Instructions to follow
Exactly as given, repeat all of the entries.

------ Given data

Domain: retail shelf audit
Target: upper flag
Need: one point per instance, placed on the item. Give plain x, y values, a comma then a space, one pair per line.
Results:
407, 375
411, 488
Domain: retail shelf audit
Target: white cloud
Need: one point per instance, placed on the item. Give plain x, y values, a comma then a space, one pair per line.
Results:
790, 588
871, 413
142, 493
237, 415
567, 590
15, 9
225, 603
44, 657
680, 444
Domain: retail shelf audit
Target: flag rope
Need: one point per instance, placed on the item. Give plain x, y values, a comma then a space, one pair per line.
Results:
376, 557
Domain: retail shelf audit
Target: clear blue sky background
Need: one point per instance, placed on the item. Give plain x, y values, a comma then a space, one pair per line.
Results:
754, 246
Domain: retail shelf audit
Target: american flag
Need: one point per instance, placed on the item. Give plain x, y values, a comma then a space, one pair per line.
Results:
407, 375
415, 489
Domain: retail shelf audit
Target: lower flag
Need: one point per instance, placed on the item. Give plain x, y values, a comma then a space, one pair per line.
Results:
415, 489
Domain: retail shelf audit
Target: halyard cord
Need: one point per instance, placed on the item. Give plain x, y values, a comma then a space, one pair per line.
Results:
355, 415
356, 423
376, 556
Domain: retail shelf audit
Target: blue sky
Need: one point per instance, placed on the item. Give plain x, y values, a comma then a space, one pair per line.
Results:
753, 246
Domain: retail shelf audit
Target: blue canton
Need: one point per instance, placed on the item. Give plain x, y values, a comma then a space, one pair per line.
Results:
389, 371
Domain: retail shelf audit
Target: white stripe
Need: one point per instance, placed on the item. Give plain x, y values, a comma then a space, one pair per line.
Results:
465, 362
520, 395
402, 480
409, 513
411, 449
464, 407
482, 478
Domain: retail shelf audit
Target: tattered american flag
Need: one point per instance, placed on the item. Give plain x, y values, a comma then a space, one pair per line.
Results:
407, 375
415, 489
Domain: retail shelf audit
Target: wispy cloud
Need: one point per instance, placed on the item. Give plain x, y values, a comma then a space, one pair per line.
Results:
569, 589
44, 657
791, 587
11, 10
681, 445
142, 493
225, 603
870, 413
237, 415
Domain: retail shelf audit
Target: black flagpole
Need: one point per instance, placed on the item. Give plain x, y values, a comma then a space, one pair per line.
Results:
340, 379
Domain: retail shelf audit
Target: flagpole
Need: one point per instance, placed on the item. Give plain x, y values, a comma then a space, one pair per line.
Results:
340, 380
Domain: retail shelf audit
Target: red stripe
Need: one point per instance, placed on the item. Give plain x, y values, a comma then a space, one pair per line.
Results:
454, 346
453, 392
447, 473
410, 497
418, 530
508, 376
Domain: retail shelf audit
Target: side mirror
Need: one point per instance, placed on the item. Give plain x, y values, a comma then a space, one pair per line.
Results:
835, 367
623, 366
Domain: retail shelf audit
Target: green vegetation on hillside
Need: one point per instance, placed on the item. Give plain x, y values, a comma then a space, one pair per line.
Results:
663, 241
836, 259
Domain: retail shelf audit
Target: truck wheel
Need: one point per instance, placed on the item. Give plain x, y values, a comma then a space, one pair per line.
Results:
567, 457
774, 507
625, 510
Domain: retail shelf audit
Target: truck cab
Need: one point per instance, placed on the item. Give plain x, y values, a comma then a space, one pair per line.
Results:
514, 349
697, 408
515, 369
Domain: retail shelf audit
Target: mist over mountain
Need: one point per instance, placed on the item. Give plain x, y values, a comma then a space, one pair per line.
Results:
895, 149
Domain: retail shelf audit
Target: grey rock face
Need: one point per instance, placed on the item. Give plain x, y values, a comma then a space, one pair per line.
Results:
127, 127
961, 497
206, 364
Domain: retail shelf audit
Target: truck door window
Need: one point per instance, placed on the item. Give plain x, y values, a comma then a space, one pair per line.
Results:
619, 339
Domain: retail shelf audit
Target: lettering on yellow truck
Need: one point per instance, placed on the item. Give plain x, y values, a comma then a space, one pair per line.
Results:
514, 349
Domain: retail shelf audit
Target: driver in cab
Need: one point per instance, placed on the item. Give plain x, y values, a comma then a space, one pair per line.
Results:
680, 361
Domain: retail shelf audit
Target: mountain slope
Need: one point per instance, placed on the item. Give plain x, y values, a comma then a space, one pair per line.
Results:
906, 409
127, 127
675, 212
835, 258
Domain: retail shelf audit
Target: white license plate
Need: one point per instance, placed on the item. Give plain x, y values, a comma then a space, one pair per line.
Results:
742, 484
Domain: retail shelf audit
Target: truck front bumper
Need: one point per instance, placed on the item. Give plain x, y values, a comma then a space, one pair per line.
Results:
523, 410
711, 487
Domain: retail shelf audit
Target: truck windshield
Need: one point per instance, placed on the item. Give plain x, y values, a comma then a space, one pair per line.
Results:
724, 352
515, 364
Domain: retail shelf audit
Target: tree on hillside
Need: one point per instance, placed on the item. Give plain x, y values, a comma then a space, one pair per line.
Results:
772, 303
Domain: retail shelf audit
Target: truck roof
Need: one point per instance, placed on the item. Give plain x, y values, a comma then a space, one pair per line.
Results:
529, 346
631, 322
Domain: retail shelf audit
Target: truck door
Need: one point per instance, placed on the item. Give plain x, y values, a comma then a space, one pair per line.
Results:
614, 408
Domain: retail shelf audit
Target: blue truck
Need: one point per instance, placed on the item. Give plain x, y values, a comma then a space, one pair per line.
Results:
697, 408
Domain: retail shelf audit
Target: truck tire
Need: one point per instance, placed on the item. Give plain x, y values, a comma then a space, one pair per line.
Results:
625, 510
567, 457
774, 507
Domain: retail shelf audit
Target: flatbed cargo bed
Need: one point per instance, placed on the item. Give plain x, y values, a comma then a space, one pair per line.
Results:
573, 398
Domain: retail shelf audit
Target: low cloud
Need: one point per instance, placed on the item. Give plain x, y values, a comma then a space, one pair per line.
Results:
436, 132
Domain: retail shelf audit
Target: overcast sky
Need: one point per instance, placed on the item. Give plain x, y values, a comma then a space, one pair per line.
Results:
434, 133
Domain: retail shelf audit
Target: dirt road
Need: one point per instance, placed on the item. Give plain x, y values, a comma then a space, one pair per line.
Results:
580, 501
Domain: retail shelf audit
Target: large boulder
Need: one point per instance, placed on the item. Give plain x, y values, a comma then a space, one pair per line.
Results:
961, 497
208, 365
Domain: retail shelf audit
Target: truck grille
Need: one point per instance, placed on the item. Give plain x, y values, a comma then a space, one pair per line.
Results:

------------

Solution for this problem
Domain: retail shelf audit
Target: upper flag
Need: one point per instance, placed on the item. Give plain x, y values, a comma then a space, one pair per line.
Results:
407, 375
411, 488
Domain: retail shelf audit
Target: white cloud
Need: one point per instance, placed on the item. Give plain x, y values, a comma then a space, one pair per line.
Results:
790, 588
871, 413
142, 493
237, 415
567, 590
15, 9
225, 603
44, 657
680, 444
Domain: retail shelf audit
Target: flag rope
Need: one point per instance, placed on the item. Give plain x, y values, a comma then a space, one pair per line.
Results:
376, 557
Domain: retail shelf audit
Target: clear blue sky background
Need: one point per instance, placed on the item. Give plain x, y values, a comma then a space, one pair per line.
Results:
754, 246
Domain: retail shelf audit
Target: american flag
Need: one point per instance, placed on the item. Give plain x, y values, a comma then a space, one pair per line.
Results:
407, 375
415, 489
Domain: retail shelf audit
Target: lower flag
Need: one point per instance, placed on the item. Give plain x, y values, a comma then a space, one pair per line.
Results:
415, 489
Domain: retail shelf audit
Target: halyard cord
Need: one point per instance, placed on the item. Give plain x, y values, a comma then a space, one pair per line.
Results:
355, 415
356, 423
376, 556
Domain: retail shelf audit
Target: blue sky
Need: one point per instance, placed on the item. Give plain x, y values, a comma then a space, one pair per line.
Results:
753, 246
Domain: retail shelf audit
Target: blue canton
Need: one point per instance, placed on the item. Give plain x, y values, a comma then a space, one pair per line.
Results:
389, 371
Domain: retail shelf audit
Target: white stripe
Need: one point per instance, placed on the item. Give plain x, y values, a comma then a space, one pair per line.
Results:
465, 362
520, 395
402, 480
409, 513
411, 449
464, 407
482, 478
Domain: retail shelf audit
Target: tattered american flag
Need: one point per instance, placed on the item. Give plain x, y values, a comma then a space, one pair per line.
Results:
407, 375
415, 489
Domain: retail shelf audit
Target: wispy cloud
Need: one point per instance, placed on the item. Give plain x, y values, a comma then a space, one pair per line.
Results:
569, 589
44, 657
791, 587
11, 10
681, 445
142, 493
225, 603
870, 413
237, 415
Domain: retail shelf audit
Target: black flagpole
Need: one point per instance, placed on the item. Give plain x, y values, a comma then a space, one pair per line.
Results:
340, 379
Domain: retail shelf audit
Target: flagpole
Need: one point per instance, placed on the item. Give plain x, y values, a comma then a space, one pair per line.
Results:
340, 380
Domain: retail shelf audit
Target: red stripe
Need: one point per instance, placed on the item. Give plain x, y values, a comma then a space, one pair per line.
Results:
454, 346
453, 392
447, 473
410, 497
418, 530
508, 376
Domain: retail shelf audit
Target: side mirror
Need: one point per instance, placed on the item. Give plain x, y values, a comma then a space, one pair per line.
Results:
835, 367
623, 366
Domain: retail shelf audit
Target: green vegetation on hillside
Need: one point per instance, placed on the item. Give plain x, y values, a comma then a space, one pair per line.
Results:
663, 241
836, 259
Domain: retail shelf audit
Target: truck wheel
Need: one point per instance, placed on the item. Give plain x, y values, a comma then a space, one pair per line.
Results:
567, 457
774, 507
625, 510
Domain: retail shelf audit
Target: truck cab
Need: one point per instance, placed on the item. Give plain x, y values, a comma then a space, one pair per line.
Results:
514, 349
697, 408
515, 369
Domain: retail shelf audit
Target: mist over mountain
Need: one point per instance, placed on the item. Give plain x, y values, a comma then a space, one pair per line.
Results:
895, 149
Domain: retail shelf audit
Target: grey rock face
Need: one point per instance, placed on the item. Give plain x, y values, a comma then a space, one pair per line.
Results:
127, 127
961, 497
206, 364
Domain: retail shelf audit
Target: truck door window
Need: one point per instance, placed on the item. Give plain x, y values, a comma then a space, one pair per line.
Results:
619, 339
Domain: retail shelf audit
Target: lettering on yellow truck
Need: one point per instance, placed on the item. Give plain x, y values, a comma then a space, one pair per line.
Results:
514, 349
Domain: retail shelf audit
Target: driver in cab
Need: one point per instance, placed on the item. Give plain x, y values, a comma then a space, one pair per line.
Results:
680, 361
Domain: retail shelf audit
Target: mountain slope
Need: one point per instance, placed on the item. Give plain x, y values, a comma then a space, one pair per line.
Results:
906, 409
127, 127
675, 212
835, 258
Domain: retail shelf audit
Target: white license plate
Need: one point per instance, placed on the item. Give plain x, y values, a comma then a space, one pair per line.
Results:
742, 484
Domain: retail shelf audit
Target: truck front bumper
Need: one point per instance, placed on the item. Give plain x, y values, a comma then a space, one pair per line.
Results:
523, 410
711, 487
Domain: retail shelf audit
Target: truck windshield
Need: one point per instance, placed on the item. Give plain x, y values, a comma then a space, one pair per line.
Results:
724, 352
515, 364
Domain: retail shelf audit
Target: tree on hillside
Need: one point per instance, placed on the item. Give plain x, y values, a comma then a space, one pair per line.
Results:
772, 303
Domain: retail shelf audit
Target: truck roof
Need: one point per instance, placed on the item. Give plain x, y values, a comma then a space, one pair per line.
Results:
529, 346
631, 322
Domain: retail shelf audit
Target: truck door
Need: one point per instance, placed on the item. Give plain x, y values, a comma then a space, one pair per line.
Results:
614, 408
Domain: retail shelf audit
Target: blue truck
Need: one point per instance, placed on the item. Give plain x, y values, a comma then a space, one pair per line.
Results:
697, 408
Domain: retail shelf audit
Target: truck tire
Need: one point per instance, placed on the item. Give plain x, y values, a comma then a space, one pair per line.
Results:
625, 510
567, 457
774, 507
Domain: retail shelf audit
Target: flatbed cargo bed
Need: one point per instance, placed on the item. Give plain x, y values, a comma then a space, one pair per line.
Results:
573, 398
Domain: retail shelf audit
Target: low cloud
Need: one point per instance, placed on the item. Give plain x, y values, a comma then a space, one pair per line.
Results:
436, 132
Domain: retail shelf audit
Target: overcast sky
Need: one point per instance, placed on the item. Give plain x, y values, a comma then a space, one pair per line.
Results:
434, 133
Domain: retail shelf audit
Target: dirt road
Need: one point per instance, placed on the item. Give plain x, y values, a comma then a space, one pair per line.
Results:
580, 501
Domain: retail shelf audit
Target: large boulder
Need: one point per instance, placed on the item. Give plain x, y values, a comma then a space, one pair per line.
Results:
961, 497
208, 365
Domain: retail shelf audit
Target: truck grille
Need: one point per instance, placed on the item. Give plain x, y values, a comma then a space, one pair per line.
Results:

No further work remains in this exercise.